§ **ЗАДАНИЕ**:
Перепишите дословно отрывок из воспоминаний об отце. Начните с места, где стоят слова «Участие в войне», и остановитесь после слов «с последним эшелоном.».

§ **ФРАГМЕНТ ИСТОЧНИКА**:
⟨
Я родился а 1937 г., кстати, в Кронштадте, и о предвоенных годах жизни отца знаю, конечно, со слов матери и его друзей. Он много работал над собой, учился. Стал очень образованным человеком, хотя русский язык начал серьезно изучать только с 20 лет. Много интересовался общественной жизнью страны. По рассказам друзей, он очень сочувствовал Н.И. Бухарину, и разделял многие его взгляды. Репрессии 30-х прямо его не затронули, хотя в 1936 г. он исключался из партии, хотя и ненадолго – «за рассказывание антисоветских анекдотов» (так сказано в приговоре).

Участие в войне с Финляндией в 1939-40 гг. дало ему возможность лично убедиться, какой страшный вред нанесли нашей армии и флоту сталинские репрессии. Поэтому начало Великой Отечественной войны он встретил без всяких иллюзий. Несмотря на оптимистический тон ждановской пропаганды в первые недели войны, отец немедленно заставил мою мать вместе со мной и моим братом эвакуироваться. Нам это удалось сделать с последним эшелоном.

Отец в начале войны служил в Таллине, участвовал в страшном походе нашего флота из Таллина в Ленинград. По его словам, море было окрашено кровью погибших моряков и напоминало «суп». Блокаду отец провел в Ленинграде, испытал все ужасы, выпавшие на долю его защитников. Случайно сохранилась фотография, которую мы получили от него в эвакуации в Сибири. Даже ему – одинокому офицеру сравнительно высокого ранга – было нелегко выжить в условиях голода и холода блокады. Можно себе представить, что перенесли гражданские лица и иждивенцы – дети и старики.
⟩
Фрагменты набора данных с указанием точек:
⟨
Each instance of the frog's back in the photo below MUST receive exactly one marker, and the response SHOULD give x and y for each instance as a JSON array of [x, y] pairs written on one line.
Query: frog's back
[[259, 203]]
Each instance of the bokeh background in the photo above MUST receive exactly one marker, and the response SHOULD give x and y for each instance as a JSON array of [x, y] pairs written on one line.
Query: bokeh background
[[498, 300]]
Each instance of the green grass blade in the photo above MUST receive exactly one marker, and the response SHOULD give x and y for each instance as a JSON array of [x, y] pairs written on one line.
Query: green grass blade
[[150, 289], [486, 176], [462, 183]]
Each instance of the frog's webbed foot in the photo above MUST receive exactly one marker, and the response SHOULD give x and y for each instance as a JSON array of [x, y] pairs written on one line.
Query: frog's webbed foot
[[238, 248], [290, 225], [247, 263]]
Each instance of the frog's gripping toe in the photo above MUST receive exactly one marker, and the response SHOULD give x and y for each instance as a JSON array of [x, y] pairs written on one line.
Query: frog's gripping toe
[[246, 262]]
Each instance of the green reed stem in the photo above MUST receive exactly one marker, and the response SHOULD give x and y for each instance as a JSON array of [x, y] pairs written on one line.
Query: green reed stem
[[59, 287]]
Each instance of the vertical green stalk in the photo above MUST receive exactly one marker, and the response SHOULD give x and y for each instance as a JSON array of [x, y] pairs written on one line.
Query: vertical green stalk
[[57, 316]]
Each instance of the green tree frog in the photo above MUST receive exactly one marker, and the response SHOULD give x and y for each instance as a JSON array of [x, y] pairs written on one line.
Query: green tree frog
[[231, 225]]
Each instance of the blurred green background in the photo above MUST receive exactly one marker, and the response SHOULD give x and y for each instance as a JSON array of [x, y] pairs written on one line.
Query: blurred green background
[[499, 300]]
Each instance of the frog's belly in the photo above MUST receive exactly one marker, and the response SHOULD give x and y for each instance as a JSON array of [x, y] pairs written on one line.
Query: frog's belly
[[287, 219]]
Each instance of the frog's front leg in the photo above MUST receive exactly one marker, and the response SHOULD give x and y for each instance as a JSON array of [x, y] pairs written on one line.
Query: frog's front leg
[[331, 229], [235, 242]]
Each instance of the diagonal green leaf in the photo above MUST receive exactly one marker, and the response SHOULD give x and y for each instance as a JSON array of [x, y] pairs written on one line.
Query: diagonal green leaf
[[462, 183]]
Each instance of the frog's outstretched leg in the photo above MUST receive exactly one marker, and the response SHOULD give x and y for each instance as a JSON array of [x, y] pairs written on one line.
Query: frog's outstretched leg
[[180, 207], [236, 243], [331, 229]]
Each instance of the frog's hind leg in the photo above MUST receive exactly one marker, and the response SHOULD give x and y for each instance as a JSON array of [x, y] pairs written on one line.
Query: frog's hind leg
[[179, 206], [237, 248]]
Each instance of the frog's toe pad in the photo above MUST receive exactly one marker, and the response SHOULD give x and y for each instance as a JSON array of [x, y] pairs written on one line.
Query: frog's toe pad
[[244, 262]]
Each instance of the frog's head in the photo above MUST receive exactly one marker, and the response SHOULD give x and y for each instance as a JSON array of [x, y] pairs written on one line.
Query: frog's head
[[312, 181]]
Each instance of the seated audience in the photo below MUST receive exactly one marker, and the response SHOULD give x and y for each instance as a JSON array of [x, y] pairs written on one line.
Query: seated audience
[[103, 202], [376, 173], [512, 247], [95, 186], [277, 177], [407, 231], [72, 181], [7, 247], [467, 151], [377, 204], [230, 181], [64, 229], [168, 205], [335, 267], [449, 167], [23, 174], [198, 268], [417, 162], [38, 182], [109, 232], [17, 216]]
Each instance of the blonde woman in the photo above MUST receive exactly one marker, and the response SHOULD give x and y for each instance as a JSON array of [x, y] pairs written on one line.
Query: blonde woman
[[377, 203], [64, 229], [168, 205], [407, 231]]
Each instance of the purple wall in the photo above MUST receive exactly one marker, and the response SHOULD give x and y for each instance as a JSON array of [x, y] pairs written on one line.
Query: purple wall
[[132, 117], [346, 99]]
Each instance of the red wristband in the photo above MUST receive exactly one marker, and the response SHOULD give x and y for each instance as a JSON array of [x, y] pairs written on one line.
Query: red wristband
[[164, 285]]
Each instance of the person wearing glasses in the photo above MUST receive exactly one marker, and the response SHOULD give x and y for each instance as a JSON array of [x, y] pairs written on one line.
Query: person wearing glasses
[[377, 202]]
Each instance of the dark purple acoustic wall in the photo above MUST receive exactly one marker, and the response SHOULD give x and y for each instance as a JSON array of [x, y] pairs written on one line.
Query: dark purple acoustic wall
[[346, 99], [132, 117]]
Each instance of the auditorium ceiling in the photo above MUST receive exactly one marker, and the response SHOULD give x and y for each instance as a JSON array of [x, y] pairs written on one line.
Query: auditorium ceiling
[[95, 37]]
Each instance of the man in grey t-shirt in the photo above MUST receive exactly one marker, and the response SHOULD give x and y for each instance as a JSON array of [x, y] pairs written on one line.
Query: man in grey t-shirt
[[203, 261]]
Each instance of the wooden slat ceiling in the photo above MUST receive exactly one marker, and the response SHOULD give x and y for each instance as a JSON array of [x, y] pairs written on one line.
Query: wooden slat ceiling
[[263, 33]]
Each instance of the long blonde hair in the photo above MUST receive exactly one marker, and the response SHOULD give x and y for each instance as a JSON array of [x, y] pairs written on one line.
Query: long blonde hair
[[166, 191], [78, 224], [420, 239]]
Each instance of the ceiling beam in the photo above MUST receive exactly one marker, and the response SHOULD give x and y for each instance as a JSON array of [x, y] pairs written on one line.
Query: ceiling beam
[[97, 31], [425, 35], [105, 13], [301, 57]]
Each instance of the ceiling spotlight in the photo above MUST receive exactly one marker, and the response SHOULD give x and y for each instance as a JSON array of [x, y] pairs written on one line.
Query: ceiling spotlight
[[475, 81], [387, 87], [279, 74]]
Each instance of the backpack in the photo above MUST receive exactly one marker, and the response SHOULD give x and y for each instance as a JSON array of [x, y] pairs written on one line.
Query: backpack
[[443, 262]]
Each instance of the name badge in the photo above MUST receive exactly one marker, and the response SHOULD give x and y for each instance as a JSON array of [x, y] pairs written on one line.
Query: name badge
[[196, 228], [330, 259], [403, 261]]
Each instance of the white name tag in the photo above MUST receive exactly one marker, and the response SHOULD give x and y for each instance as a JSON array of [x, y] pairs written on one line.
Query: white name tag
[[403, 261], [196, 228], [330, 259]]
⟩
§ **ПОЛНЫЙ ОТВЕТ**:
Участие в войне с Финляндией в 1939-40 гг. дало ему возможность лично убедиться, какой страшный вред нанесли нашей армии и флоту сталинские репрессии. Поэтому начало Великой Отечественной войны он встретил без всяких иллюзий. Несмотря на оптимистический тон ждановской пропаганды в первые недели войны, отец немедленно заставил мою мать вместе со мной и моим братом эвакуироваться. Нам это удалось сделать с последним эшелоном.